Given request:
Which lines in the data below contain the word "bird"? Locate each one and copy it out, treating uppercase and lowercase as different.

Spatial annotation data
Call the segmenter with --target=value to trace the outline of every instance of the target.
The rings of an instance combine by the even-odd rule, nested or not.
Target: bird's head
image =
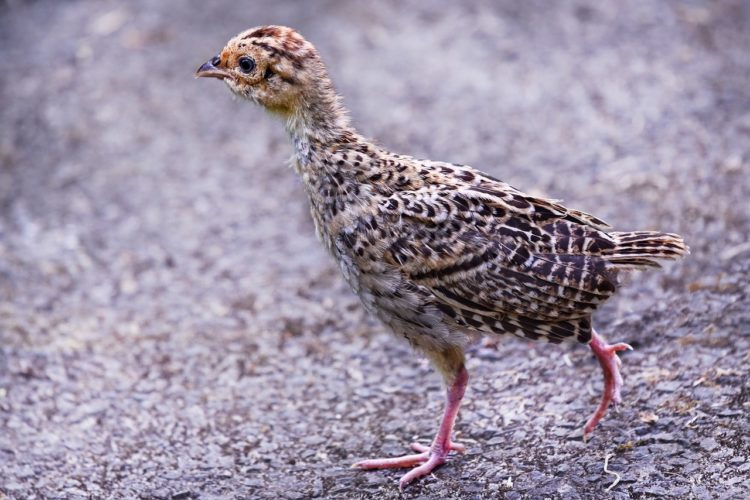
[[[305,106],[321,84],[330,88],[315,47],[285,26],[240,33],[195,75],[224,80],[236,95],[284,116]]]

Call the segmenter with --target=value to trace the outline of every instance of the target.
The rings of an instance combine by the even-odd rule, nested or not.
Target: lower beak
[[[219,78],[223,80],[224,78],[228,78],[229,76],[231,76],[229,72],[221,68],[217,68],[216,66],[213,65],[211,61],[201,64],[201,67],[198,68],[198,71],[195,72],[196,78],[206,77],[206,78]]]

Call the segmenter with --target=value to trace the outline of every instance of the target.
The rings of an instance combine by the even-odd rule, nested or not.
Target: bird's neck
[[[300,97],[286,116],[286,129],[302,167],[313,162],[316,151],[351,143],[357,137],[341,98],[330,84]]]

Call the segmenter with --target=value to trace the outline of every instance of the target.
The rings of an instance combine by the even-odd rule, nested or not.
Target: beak
[[[220,80],[229,78],[231,75],[228,71],[214,66],[214,62],[216,61],[216,59],[217,58],[214,57],[210,61],[201,64],[201,67],[198,68],[198,71],[195,72],[195,77],[200,78],[202,76],[206,78],[219,78]]]

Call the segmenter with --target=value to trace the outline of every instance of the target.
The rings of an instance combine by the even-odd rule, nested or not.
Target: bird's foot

Exercise output:
Target: bird's head
Target: bird's neck
Target: bird's foot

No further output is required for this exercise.